▶ YOUR OBJECTIVE
For every record that follows, write out the text exactly and omit the picture, if one is present.

---- MATERIAL PROVIDED

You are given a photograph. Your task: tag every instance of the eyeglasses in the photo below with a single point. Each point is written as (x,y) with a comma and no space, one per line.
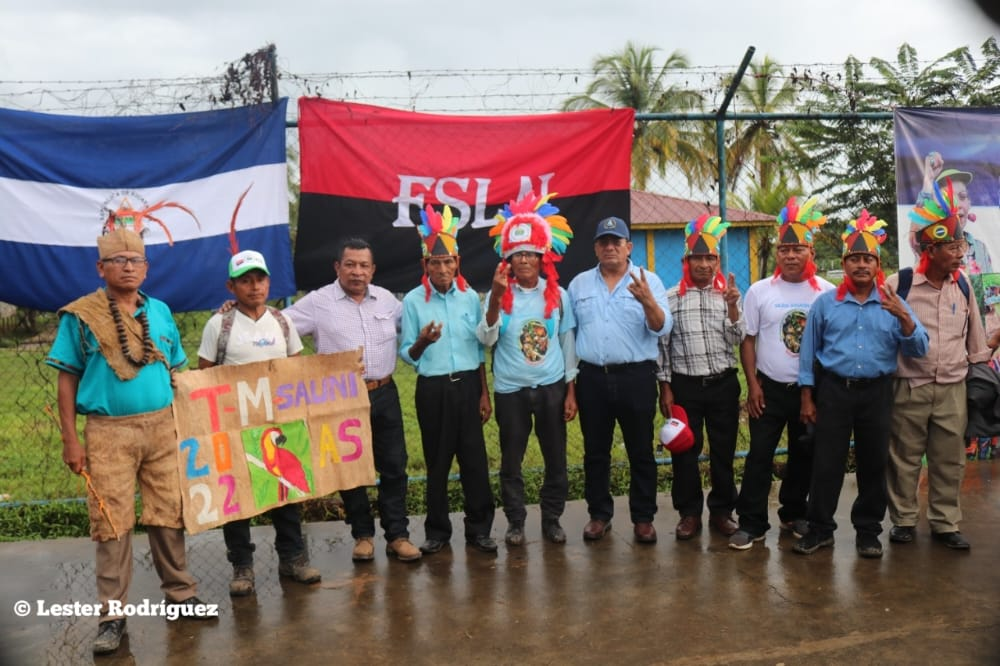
(121,261)
(958,247)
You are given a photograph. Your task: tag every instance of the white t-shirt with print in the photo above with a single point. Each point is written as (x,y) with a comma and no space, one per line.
(249,340)
(775,311)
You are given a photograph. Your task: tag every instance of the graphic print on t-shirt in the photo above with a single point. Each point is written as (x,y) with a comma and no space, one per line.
(534,341)
(792,325)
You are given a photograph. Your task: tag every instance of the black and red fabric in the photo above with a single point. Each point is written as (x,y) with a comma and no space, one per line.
(367,171)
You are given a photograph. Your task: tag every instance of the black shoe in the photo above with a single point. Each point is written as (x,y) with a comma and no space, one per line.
(553,531)
(952,540)
(109,636)
(812,542)
(482,542)
(902,534)
(432,546)
(868,545)
(192,609)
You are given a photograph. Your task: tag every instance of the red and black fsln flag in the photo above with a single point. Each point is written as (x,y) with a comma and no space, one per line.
(368,171)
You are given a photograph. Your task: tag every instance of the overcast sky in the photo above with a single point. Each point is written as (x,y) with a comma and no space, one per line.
(51,40)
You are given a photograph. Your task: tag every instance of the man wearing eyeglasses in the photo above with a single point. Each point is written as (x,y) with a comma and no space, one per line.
(930,411)
(115,351)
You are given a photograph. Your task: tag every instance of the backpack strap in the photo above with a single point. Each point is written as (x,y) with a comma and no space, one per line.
(229,316)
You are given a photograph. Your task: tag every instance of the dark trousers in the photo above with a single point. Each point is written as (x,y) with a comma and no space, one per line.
(716,408)
(865,410)
(450,428)
(782,405)
(287,521)
(389,452)
(514,413)
(626,395)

--------

▶ EXPECTED OUTPUT
You are given a photograph. Your task: tag every instance of the eyeglasses in the photo below with a single point. Each point is written as (x,y) with a comma and no space, one per line.
(121,261)
(958,247)
You are given a photograph. Your task: tag every instance of the white t-shirt with print in the photo above with a single point. Each point is written as (x,y) with a comma and no space, one per line.
(249,340)
(775,311)
You are given a photograph. Your task: tag every instance of the graphic print on t-shirt in the photo above with a single point. Each point is written as (x,y) with a comma and no space, one per line.
(534,341)
(792,325)
You are given a photograph. Your task: tag every instance of the black and red fabric in the photo above with a single point. Each point is written as (x,y) with a comma and no space, one per line.
(367,171)
You are given a photograph. Your task: tag every instance of the black shoe in the photo above with a single point. Each point is written as (x,y) with a comma and no space, one per line.
(553,531)
(952,540)
(109,636)
(812,542)
(482,542)
(902,534)
(432,546)
(868,545)
(192,609)
You are given a photograph. Your task: tag every instance of the red and black fsln flag in the photo above with a single point. Each point is written as (x,y) with a comma and no space, one per line.
(368,171)
You are given a photograph. Your task: tag every instance of the overcast sky in the photo above with a single point. Each point is written as (x,y) with a comma and no space, one per line.
(51,40)
You are given a photograph. Your task: tag every instance of the man wearing eyeglasses in the photo above with a single point. Each point is written as (x,y) with a comma and no space, one per line.
(930,411)
(115,351)
You are given a photograph. Your task: tag every instance of the backpack strap in the photo above with a single point. Each point is written as (x,y) with a comma and no space, one per line.
(229,316)
You are given a photograph. Your task: tag every instance of the dark trousers in the photo above with a single point. Each point is written as (x,y) with a comma and no space, one per line.
(716,408)
(865,410)
(450,428)
(782,405)
(287,521)
(389,452)
(514,413)
(626,395)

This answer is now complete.